Point-per-instance localization data
###

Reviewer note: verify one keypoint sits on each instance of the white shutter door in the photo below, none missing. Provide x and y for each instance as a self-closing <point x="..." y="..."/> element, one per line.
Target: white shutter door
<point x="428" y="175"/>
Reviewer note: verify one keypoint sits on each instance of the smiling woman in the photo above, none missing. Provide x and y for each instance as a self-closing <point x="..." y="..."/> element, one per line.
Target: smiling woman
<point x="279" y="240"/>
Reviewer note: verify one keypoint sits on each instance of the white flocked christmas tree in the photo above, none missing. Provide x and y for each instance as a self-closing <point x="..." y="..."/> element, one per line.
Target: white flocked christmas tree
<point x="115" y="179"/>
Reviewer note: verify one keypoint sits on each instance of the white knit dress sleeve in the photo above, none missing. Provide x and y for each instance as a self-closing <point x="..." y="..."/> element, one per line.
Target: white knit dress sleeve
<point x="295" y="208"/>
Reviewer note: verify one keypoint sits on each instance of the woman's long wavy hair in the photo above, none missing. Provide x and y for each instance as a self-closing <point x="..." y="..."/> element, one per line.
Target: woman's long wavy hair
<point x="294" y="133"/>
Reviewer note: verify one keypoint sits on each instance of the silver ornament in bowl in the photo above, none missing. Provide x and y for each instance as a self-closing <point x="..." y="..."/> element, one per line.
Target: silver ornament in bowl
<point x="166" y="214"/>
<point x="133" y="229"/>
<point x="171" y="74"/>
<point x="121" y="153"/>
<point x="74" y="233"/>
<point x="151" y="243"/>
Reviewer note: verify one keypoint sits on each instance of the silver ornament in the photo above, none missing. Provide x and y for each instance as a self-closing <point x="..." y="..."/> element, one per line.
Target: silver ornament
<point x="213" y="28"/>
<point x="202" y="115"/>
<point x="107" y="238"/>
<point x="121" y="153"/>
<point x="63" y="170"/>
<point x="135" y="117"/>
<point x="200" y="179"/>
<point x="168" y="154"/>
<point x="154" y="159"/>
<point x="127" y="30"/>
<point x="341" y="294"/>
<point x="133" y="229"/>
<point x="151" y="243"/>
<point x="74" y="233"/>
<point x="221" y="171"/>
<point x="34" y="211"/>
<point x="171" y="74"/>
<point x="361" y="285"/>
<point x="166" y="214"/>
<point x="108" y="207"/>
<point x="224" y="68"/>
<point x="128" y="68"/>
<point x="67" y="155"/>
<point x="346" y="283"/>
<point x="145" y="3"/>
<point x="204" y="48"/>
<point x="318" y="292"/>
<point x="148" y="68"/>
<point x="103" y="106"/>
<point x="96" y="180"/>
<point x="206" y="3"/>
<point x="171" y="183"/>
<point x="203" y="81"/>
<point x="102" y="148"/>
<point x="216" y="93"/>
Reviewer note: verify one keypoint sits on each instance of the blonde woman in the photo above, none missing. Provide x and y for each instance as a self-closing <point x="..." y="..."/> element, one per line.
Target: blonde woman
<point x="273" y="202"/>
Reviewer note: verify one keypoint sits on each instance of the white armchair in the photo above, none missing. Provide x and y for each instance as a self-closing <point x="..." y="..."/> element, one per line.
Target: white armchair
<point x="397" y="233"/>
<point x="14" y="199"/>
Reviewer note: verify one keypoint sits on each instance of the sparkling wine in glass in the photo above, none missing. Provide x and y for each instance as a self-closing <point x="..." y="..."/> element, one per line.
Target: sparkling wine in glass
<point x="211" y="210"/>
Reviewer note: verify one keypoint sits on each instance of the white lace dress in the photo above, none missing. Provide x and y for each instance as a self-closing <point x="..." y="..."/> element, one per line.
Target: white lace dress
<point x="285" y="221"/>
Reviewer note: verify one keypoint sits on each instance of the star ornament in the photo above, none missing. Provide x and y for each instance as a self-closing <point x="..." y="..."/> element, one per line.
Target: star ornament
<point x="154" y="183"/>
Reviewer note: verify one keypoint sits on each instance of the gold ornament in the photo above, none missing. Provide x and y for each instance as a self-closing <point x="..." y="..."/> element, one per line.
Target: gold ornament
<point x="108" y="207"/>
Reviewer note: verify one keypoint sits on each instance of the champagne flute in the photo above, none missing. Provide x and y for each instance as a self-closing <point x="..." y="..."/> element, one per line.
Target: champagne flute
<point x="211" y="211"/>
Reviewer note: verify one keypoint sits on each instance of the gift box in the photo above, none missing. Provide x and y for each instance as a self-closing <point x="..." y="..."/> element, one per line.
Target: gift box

###

— Problem —
Return exactly the lines above from the line that has "Target: gold ornament" through the line that has "of the champagne", inclusive, and nothing else.

— Finished exercise —
Target: gold ornament
<point x="108" y="207"/>
Reviewer note: verify one keypoint sits on each instance of the champagne flute in the photo above, none missing. Provide x and y for each instance as a self-closing <point x="..." y="..."/> element, one per line.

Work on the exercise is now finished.